# Problem requirements
Pull every line containing "Exercise" from the data.

********

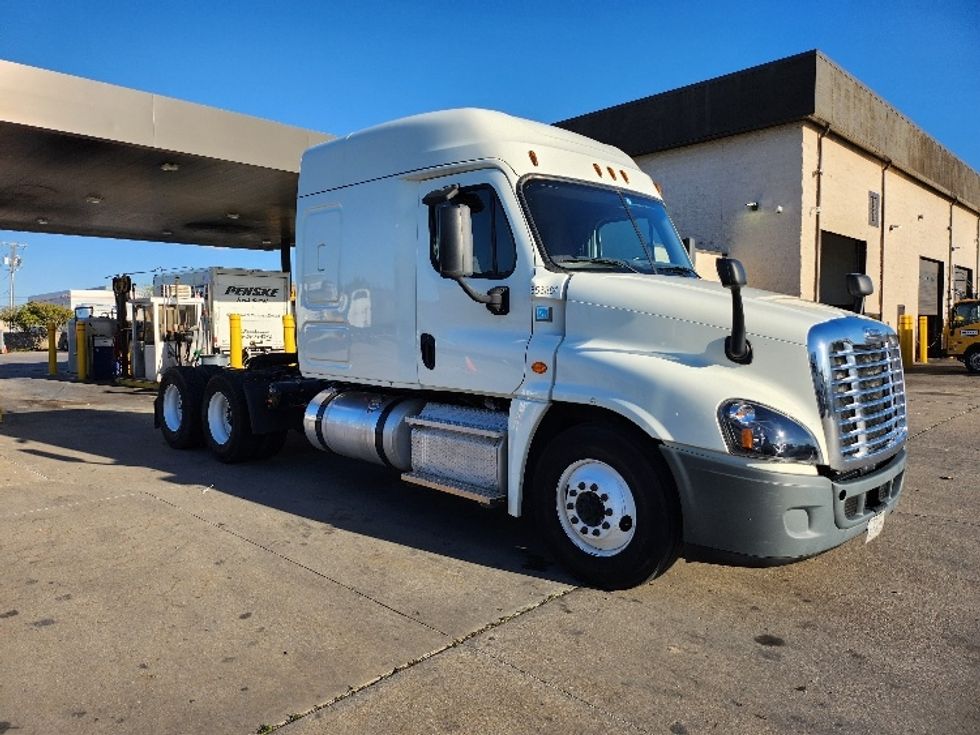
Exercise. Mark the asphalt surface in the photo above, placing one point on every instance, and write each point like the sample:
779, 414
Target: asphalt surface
144, 590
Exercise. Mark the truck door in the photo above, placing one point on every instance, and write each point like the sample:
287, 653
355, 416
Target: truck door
461, 345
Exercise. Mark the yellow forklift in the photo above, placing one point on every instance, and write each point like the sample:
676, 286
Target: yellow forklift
963, 333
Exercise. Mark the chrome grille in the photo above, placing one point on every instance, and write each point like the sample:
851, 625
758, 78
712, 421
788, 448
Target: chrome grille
861, 388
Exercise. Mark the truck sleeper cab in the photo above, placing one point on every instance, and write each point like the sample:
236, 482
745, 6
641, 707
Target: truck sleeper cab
502, 310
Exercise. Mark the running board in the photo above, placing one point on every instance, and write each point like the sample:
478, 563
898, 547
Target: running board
460, 450
482, 495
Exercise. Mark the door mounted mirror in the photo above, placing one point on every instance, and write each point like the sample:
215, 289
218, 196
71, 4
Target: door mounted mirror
454, 240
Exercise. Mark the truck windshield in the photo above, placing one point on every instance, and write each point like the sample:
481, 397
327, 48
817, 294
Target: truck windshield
584, 227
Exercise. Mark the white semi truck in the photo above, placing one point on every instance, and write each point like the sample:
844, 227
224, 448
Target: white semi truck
503, 310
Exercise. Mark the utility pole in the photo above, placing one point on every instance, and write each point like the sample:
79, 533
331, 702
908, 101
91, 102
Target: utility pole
13, 263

********

# Response area
Exercise. Mark the asphalt surface in the photo above, placing one point on every instance, and write each point like the sample:
Exercise. Mark the truck door in the photo above, placing one point on every instance, and write each point like the sample:
Exercise. Mark the yellow forklift in the photo above, placing one point on every instance, and write each point like the sample:
Exercise. Mark the chrome grille in the photo above, placing one point on every instance, and write each point like the sample:
Exercise. Mark the truck sleeper cab in the photo above, placing one point on every instance, and write each point like the sample:
Exercise. Mark the running board in the photo above, placing one point on every instance, and write each point like the sample:
Exercise. Mark the door mounted mirror in the photo above, placing one point on every instance, and write each point like the sample:
Exercise. Mark the truck windshield in the photo above, placing one point on every instance, and write each point like the sample:
Exercise. Mark the white semi truck in the photo above, placing one point on every instance, and write each point like the sample:
Exercise. Mark the utility pole in the photo above, placing one point on every instance, and write each point like the sample:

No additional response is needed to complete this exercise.